***** STORED DATA

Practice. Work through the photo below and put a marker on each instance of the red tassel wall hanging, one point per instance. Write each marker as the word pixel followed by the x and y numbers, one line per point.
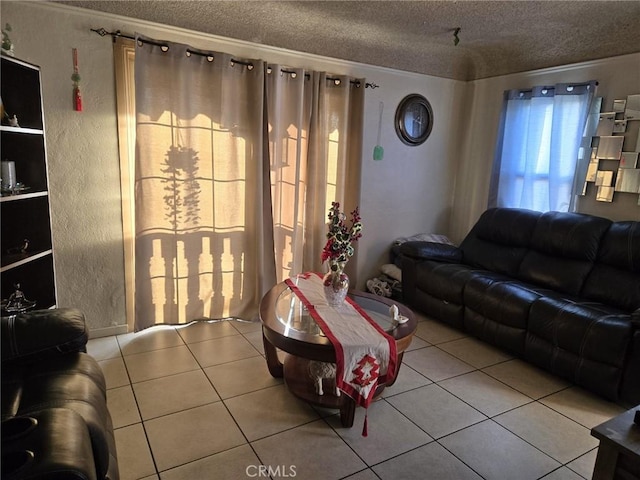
pixel 77 97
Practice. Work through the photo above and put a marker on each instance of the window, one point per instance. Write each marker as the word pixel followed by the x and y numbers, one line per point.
pixel 539 145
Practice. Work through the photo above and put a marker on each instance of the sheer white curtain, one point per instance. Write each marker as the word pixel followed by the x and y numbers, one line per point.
pixel 315 139
pixel 203 240
pixel 539 146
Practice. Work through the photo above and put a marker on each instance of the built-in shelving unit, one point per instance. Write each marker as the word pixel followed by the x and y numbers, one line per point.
pixel 26 246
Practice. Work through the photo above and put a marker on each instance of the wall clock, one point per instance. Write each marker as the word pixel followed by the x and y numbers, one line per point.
pixel 414 119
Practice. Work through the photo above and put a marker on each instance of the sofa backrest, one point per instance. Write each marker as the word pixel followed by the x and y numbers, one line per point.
pixel 615 277
pixel 562 250
pixel 499 240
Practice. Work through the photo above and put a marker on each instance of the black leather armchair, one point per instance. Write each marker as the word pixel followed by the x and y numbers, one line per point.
pixel 561 290
pixel 55 421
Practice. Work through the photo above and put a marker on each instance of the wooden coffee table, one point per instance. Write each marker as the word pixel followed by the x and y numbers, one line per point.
pixel 287 325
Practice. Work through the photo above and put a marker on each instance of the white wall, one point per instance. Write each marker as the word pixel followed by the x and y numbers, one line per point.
pixel 410 191
pixel 617 77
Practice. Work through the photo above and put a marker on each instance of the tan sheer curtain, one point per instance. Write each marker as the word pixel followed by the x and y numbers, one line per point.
pixel 315 138
pixel 203 239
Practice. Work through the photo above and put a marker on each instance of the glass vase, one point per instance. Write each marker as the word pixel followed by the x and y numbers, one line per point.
pixel 336 283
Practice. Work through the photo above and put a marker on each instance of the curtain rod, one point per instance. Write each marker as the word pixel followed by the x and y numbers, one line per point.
pixel 102 32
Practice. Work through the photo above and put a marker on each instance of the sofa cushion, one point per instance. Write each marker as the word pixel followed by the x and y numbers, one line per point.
pixel 40 334
pixel 615 277
pixel 499 240
pixel 564 247
pixel 496 310
pixel 74 381
pixel 586 343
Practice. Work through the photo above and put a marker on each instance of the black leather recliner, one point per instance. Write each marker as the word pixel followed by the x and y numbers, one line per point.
pixel 561 290
pixel 55 421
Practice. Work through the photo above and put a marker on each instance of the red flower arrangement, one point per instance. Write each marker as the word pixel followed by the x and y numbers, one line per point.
pixel 340 237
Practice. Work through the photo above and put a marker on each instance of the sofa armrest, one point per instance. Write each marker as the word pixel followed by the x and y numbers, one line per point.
pixel 441 252
pixel 40 334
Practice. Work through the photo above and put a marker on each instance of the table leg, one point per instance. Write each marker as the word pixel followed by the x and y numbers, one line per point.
pixel 347 411
pixel 399 363
pixel 273 362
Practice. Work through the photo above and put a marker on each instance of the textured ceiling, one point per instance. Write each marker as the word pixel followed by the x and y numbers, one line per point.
pixel 496 37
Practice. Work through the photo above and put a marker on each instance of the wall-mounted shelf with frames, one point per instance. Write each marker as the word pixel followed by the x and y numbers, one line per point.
pixel 614 165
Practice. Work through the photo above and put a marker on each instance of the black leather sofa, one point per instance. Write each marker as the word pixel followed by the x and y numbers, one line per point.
pixel 560 290
pixel 55 421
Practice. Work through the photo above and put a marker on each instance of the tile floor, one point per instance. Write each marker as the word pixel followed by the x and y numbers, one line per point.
pixel 197 402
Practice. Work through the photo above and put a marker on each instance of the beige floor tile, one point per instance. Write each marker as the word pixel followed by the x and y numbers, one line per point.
pixel 313 450
pixel 563 473
pixel 416 343
pixel 222 350
pixel 255 339
pixel 407 379
pixel 526 378
pixel 239 462
pixel 205 330
pixel 122 406
pixel 363 475
pixel 165 395
pixel 485 393
pixel 152 338
pixel 431 462
pixel 474 352
pixel 192 434
pixel 103 348
pixel 240 377
pixel 160 363
pixel 134 457
pixel 436 332
pixel 583 407
pixel 115 373
pixel 269 411
pixel 389 433
pixel 585 464
pixel 436 364
pixel 435 410
pixel 480 446
pixel 245 327
pixel 554 434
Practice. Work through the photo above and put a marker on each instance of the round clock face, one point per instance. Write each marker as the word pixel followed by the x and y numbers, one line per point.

**********

▶ [OBJECTIVE] Could you reproduce all of the data above word for word, leaving out the pictures?

▶ [EXPECTED OUTPUT]
Practice. Work through the photo below and put a marker on each instance of the red tassel wall hanging, one point per instance. Write each marker as the word pixel followed by the x and y numbers, one line per point.
pixel 77 97
Practice. Work through the photo above and put a marker on each instance of the window, one point per instance. Write each marker as the word pixel followed by the x and y numbers, one line per point.
pixel 539 145
Practice. Work through the photo above and put a marker on each instance of the sheer white curtain, one point per instance. Write each marker as the word pixel followed by the x and y numbers, one line per point.
pixel 315 139
pixel 203 240
pixel 539 146
Practice. Work through the photo above and put a marker on each instance of the built-in shelving unit, one point per instance. Write each marker as the word pixel followed by the x and y numbers, one line per point.
pixel 26 246
Practice. Work through the photo above and put a marker on each instance of the wall clock, one point per instance. Write each marker as the word pixel followed by the x and y numbers, one line per point.
pixel 414 119
Practice. Work through the photo above and put a marker on each instance of the sofa backrest, one point per instance. Write each marker as the word pixel followed by the x and y numbers, one line per point.
pixel 615 277
pixel 562 250
pixel 499 240
Practice. Work through the photo above and put a marker on each instance of the black leather armchair, one point per instance. Write each marker as the word pixel followed by the x and y numbers, one line per point.
pixel 561 290
pixel 55 421
Practice. Work through the photo above and put a marker on each instance of the wooden coffee table, one point per instance. Write each marker as the word pixel followed by the x and y numbers, one line per point.
pixel 287 325
Practice. Work through the photo above and put a marker on each instance of the white wall, one point per instance. Write each marker as the word pixel followed by the x and y numbers, one line per point.
pixel 410 191
pixel 617 77
Practice. Work through the photo above and put a marker on each instance of the tan sheer curtain, one point per instance. Write each marker as the word pixel followed by the x and y numbers, one line per point.
pixel 315 138
pixel 203 239
Practice. Work through the photo above and put a marker on each instance of the glass vase, one point per instance. Write each marker as the word pixel followed by the x and y numbers, one line per point.
pixel 336 283
Practice. Work through the photo above and put a marker on each instance of the curtain rod, one point per instance. Write each marker as the word pixel followed by the x and y numbers, one line per point.
pixel 102 32
Practice. Work through the photo above and put a marker on each instance of the sofa cushion, one point per instance. Write each marker as the word pixel followed by the x and y numbers, one line per point.
pixel 40 334
pixel 615 277
pixel 499 240
pixel 564 247
pixel 496 310
pixel 74 381
pixel 586 343
Practice. Work through the photo above and put a marker on each instance of the black leather recliner, one point per instance. Write each marker as the word pixel followed by the x and y numbers, one line per point.
pixel 561 290
pixel 55 421
Practice. Work through the photo above and put a marker on each instance of the red flower arrangement, one point per instance. Write each marker as the word pixel followed by the x and y numbers, one line per point.
pixel 340 237
Practice. Work through the photo above and put a marker on each instance of the sofa armrest, one point per instance. Write each marker as the word pixel followed by the x and y numbers, one line per point.
pixel 441 252
pixel 40 334
Practice. Work through the photo above and put a marker on each instance of the table leg, one point per instance. Write each marker as the word pixel followed by the x and y numbers, one line per point.
pixel 347 411
pixel 399 363
pixel 273 362
Practice. Work through the photo above and put a marker on each instance of the textured ceiling, one point per instance. Write each marker as the word pixel followed by the x and y numbers, one line per point.
pixel 496 37
Practice. Work through the photo above and put a marker on each instance of the wall-mounted shelf with frames, one point per instance. Write each marker as the word pixel followed by the x and y numbers, one line per point.
pixel 614 165
Practice. Work through the photo above and put a marker on each instance of the black leather sofa, one point per instance. Write each marker as the word pixel followed by the x and y numbers, one line per point.
pixel 560 290
pixel 55 421
Practice. Work through the photo above and put a marker on each instance of the tile floor, one point per instance. Write each marker as the word pixel followed by the x and y numbers, one line per point.
pixel 197 402
Practice. Work through the photo above and put a marker on each instance of the beige floor tile, one point per instance. Write each marker as the word pixel followed by the x and y numbers, one line per point.
pixel 313 450
pixel 563 473
pixel 416 343
pixel 222 350
pixel 255 339
pixel 407 379
pixel 526 378
pixel 239 462
pixel 205 330
pixel 122 406
pixel 363 475
pixel 165 395
pixel 485 393
pixel 152 338
pixel 431 462
pixel 474 352
pixel 192 434
pixel 103 348
pixel 240 377
pixel 160 363
pixel 134 457
pixel 436 332
pixel 583 407
pixel 115 373
pixel 269 411
pixel 389 433
pixel 585 464
pixel 436 364
pixel 435 410
pixel 480 446
pixel 245 327
pixel 554 434
Practice. Work through the photo above and put a marker on each instance of the round clock face, one point per instance. Write each marker as the word pixel followed by the x and y numbers, one line per point.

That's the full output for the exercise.